Texto proporcionado:
--- --- ---

Y mirando a Irlanda del Norte, ha quedado en el limbo por sus límites fronterizos porosos con la República de Irlanda que forma parte de la UE. Esta divisoria que los irlandeses de un lado y otro atraviesan diariamente para desempañar sus labores o visitar a sus allegados, debería ir estableciéndose en una frontera dura a partir del rompimiento con Bruselas. Pero entrañaría retroceder a la tensión que condujo a una guerra que duró por décadas y que devastó esos territorios.

De manera, que podríamos estar hablando que Johnson admitió una especie de linde entre la Irlanda Británica y el propio Reino. Algo irrazonable que el extravagante ex premier, con anterioridad a su retirada, emplazó a los jerarcas de la UE que debería ser inspeccionado, probabilidad que rechazaron rotundamente.

La tormenta perfecta que abre el abismo de la crisis en Reino Unido, es hasta qué punto lo que sobreviene es claramente británico o se desborda de una economía global que siente innegables estrecheces para rehacer la tasa de acumulación y aplacarse. Es decir, para construir política. Definido de otro modo, hasta qué punto lo analizado es consecuencia y no causa, y en tal caso, qué es lo que habría que reflexionar en su génesis si se tratasen de revertir estos movimientos que van directos al precipicio.

Luego, fundamentar la verdadera raíz de la crisis financiera de Reino Unido sin referirse precisamente al Brexit en circunstancias de incertidumbre, sería pasar por alto un acaecimiento crucial. Llevaría a imaginar que las nefastas decisiones tomadas por el Gobierno de Truss, o del Banco de Inglaterra, son las causantes de la oleada de temor sobre su deuda pública y la divisa.

A día de hoy, todo un estado despierta a los resultados de haber confiado firmemente en la elocuencia política que aseguraba aplausos sin advertir su coste. El plante a la protección de la UE y el lugar aventajado de Londres en el mercado común, ha instalado a la economía británica en un entorno muchísimo más vacilante del que se podía esperar. Paradójicamente, con menor independencia a la hora de sancionar medidas.

Si hubiese que ilustrar un diagnóstico sintetizado de lo acontecido, habría que comenzar refiriéndose al pasado 22/IX/2022, fecha en que el Banco de Inglaterra decidió subir los tipos de interés en medio punto hasta el 2,25%. Sería menos de lo pronosticado, porque tanto el Sistema de Reserva Federal (FED) como el Banco Central Europeo (BCE) lo acentuaron en 0,75 puntos.

“La tormenta perfecta que abre el abismo de la crisis en Reino Unido, es hasta qué punto lo que sobreviene es claramente británico o se desborda de una economía global que siente innegables estrecheces para rehacer la tasa de acumulación y aplacarse”

--- --- ---

Material proporcionado:

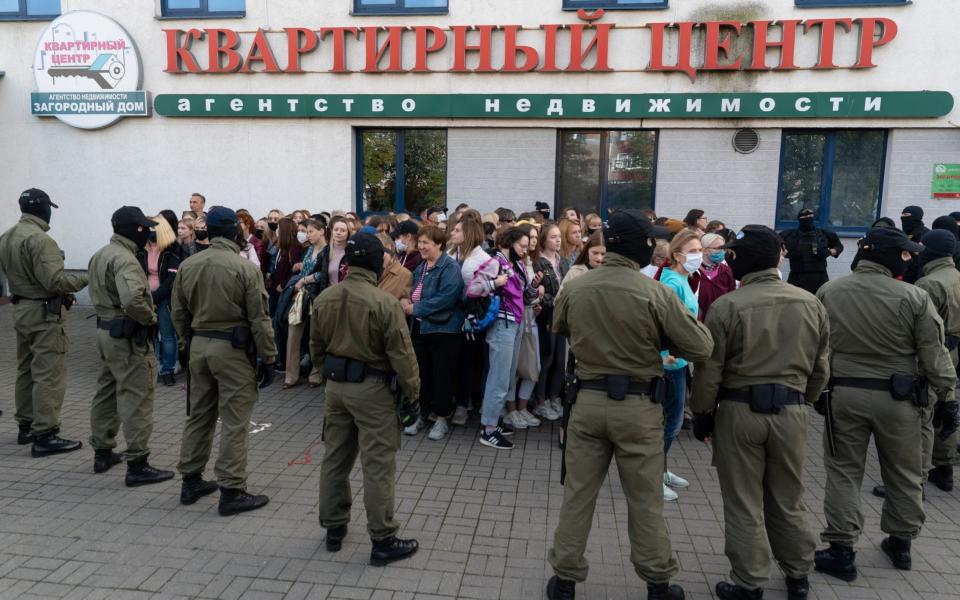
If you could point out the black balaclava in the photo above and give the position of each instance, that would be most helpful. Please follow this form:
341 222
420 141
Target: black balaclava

--- --- ---

Tareas:
**1)** Según el texto sobre la crisis británica, ¿hasta qué nivel subió el Banco de Inglaterra los tipos de interés el 22/IX/2022?
**2)** Por favor, enumera todos los bancos centrales que se mencionan en el texto sobre la crisis británica.
**3)** Transcribe del texto sobre la crisis británica el fragmento que empieza con las palabras que contienen "Y mirando a" y termina con "devastó esos territorios.".
El material no hace falta para resolver las tareas.

Respuestas por tarea:
**1)** Hasta el 2,25%.

**2)**
- Banco de Inglaterra
- Sistema de Reserva Federal (FED)
- Banco Central Europeo (BCE)

**3)**
Y mirando a Irlanda del Norte, ha quedado en el limbo por sus límites fronterizos porosos con la República de Irlanda que forma parte de la UE. Esta divisoria que los irlandeses de un lado y otro atraviesan diariamente para desempañar sus labores o visitar a sus allegados, debería ir estableciéndose en una frontera dura a partir del rompimiento con Bruselas. Pero entrañaría retroceder a la tensión que condujo a una guerra que duró por décadas y que devastó esos territorios.